• Entries supplied
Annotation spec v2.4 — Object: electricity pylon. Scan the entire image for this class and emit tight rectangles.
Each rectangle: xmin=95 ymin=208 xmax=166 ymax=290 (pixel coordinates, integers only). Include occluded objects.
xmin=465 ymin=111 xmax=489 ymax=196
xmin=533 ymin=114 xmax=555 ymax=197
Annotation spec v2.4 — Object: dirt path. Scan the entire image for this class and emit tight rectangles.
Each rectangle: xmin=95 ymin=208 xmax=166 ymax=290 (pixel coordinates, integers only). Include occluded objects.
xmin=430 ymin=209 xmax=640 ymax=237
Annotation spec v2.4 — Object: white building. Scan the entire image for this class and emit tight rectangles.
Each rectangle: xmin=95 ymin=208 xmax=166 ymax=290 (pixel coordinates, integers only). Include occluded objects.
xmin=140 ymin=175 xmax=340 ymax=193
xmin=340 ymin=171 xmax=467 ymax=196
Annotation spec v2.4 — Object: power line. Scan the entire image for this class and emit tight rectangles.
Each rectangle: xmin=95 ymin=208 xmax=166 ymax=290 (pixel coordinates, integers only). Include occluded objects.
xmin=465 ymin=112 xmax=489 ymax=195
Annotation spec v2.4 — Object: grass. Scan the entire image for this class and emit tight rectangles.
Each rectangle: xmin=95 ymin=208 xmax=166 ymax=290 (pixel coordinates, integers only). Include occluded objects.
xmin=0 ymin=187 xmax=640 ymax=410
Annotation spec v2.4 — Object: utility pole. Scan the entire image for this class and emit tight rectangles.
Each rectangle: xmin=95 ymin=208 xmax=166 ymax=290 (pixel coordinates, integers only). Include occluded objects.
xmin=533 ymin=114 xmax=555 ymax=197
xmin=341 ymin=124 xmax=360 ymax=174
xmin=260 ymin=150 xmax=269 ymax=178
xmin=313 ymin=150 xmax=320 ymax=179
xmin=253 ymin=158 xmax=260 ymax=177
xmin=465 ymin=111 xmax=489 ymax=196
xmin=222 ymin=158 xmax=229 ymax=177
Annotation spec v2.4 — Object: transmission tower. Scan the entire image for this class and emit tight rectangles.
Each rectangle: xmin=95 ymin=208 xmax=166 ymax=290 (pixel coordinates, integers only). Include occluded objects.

• Exercise directions
Reproduce all the records above with each instance of "tight rectangles" replaced by "tight bounding boxes", leaving every other character unchanged.

• Result for this task
Annotation spec v2.4 — Object: electricity pylon. Scan the entire image for this class and emit tight bounding boxes.
Each rectangle: xmin=95 ymin=208 xmax=166 ymax=290 (pixel coordinates, integers only). Include occluded objects.
xmin=465 ymin=111 xmax=489 ymax=196
xmin=533 ymin=114 xmax=555 ymax=197
Annotation spec v2.4 — Object: dirt path. Scan the entire image for this class and emit tight bounding boxes.
Each rectangle: xmin=95 ymin=208 xmax=166 ymax=290 (pixel coordinates, integers only). Include occluded objects.
xmin=430 ymin=209 xmax=640 ymax=237
Annotation spec v2.4 — Object: white building. Scan the entire image for this class and emit tight bounding boxes.
Each rectangle: xmin=95 ymin=208 xmax=166 ymax=290 (pixel coordinates, integers only). Include occluded objects.
xmin=140 ymin=175 xmax=340 ymax=193
xmin=340 ymin=171 xmax=467 ymax=196
Annotation spec v2.4 — Object: power line. Scan the entire image for this class and emit tight bounding boxes.
Each rectangle: xmin=95 ymin=208 xmax=166 ymax=290 (pixel coordinates, integers only). Include occluded objects.
xmin=465 ymin=112 xmax=489 ymax=195
Annotation spec v2.4 — Object: grass. Scan the entire image for this class and emit tight bounding boxes.
Each rectangle: xmin=95 ymin=208 xmax=166 ymax=290 (pixel coordinates, integers only). Include occluded objects.
xmin=0 ymin=187 xmax=640 ymax=410
Annotation spec v2.4 — Object: utility pole. Scan the entire image for this class and emit tight bounding boxes.
Each rectangle: xmin=95 ymin=208 xmax=166 ymax=290 (pixel coordinates, integers only). Include occluded objects.
xmin=533 ymin=114 xmax=555 ymax=197
xmin=341 ymin=124 xmax=360 ymax=174
xmin=260 ymin=150 xmax=269 ymax=178
xmin=313 ymin=150 xmax=320 ymax=179
xmin=253 ymin=158 xmax=260 ymax=177
xmin=465 ymin=111 xmax=489 ymax=196
xmin=222 ymin=158 xmax=229 ymax=177
Annotation spec v2.4 — Object: transmission tower. Scan the entire image for this class and emit tight bounding boxes.
Each rectangle: xmin=95 ymin=208 xmax=166 ymax=290 (pixel coordinates, integers only). Include occluded objects.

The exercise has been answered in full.